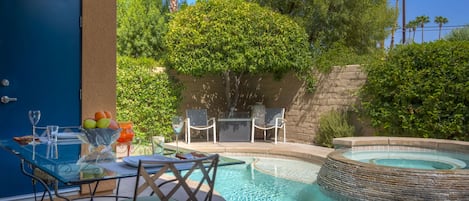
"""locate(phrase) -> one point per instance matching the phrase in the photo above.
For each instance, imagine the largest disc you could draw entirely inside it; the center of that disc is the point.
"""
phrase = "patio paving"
(305, 152)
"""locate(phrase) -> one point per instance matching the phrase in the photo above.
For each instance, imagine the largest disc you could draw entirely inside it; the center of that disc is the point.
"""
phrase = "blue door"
(40, 65)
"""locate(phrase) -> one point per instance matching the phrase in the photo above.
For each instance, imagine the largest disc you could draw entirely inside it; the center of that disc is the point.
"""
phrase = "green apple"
(89, 123)
(103, 123)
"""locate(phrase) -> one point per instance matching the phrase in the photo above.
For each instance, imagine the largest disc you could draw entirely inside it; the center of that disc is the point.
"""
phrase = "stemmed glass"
(34, 117)
(177, 127)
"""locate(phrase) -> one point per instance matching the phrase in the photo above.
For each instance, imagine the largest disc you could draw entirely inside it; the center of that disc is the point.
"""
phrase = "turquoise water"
(428, 160)
(269, 179)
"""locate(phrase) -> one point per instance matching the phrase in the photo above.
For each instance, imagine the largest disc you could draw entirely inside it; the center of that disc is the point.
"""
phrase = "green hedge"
(421, 90)
(333, 124)
(146, 96)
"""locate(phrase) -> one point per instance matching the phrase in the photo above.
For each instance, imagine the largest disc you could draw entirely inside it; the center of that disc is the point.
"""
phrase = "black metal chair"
(187, 188)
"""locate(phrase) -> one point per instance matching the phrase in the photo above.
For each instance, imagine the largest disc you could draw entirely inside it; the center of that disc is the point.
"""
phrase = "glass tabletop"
(55, 159)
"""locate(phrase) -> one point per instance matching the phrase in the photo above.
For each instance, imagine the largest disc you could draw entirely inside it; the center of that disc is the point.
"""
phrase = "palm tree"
(412, 26)
(173, 6)
(440, 20)
(422, 20)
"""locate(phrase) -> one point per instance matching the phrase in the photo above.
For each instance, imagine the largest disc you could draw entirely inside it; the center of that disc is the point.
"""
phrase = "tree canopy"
(358, 24)
(141, 25)
(233, 38)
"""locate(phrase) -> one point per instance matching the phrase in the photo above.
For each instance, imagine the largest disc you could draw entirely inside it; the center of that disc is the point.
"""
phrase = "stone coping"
(348, 179)
(430, 143)
(305, 152)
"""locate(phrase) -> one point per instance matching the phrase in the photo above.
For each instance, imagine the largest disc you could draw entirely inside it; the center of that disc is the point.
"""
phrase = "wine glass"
(177, 127)
(34, 117)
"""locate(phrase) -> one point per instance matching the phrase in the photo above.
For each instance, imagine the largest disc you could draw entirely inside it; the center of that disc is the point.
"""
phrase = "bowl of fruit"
(99, 131)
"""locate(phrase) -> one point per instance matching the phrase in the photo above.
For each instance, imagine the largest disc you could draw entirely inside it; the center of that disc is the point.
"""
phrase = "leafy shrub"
(420, 90)
(146, 96)
(332, 125)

--------------------

*What the exercise asks*.
Please show every line of the rows above that contains the word "green", and note that case counts.

*Output for this task*.
phrase = "green apple"
phrase = "green hedge"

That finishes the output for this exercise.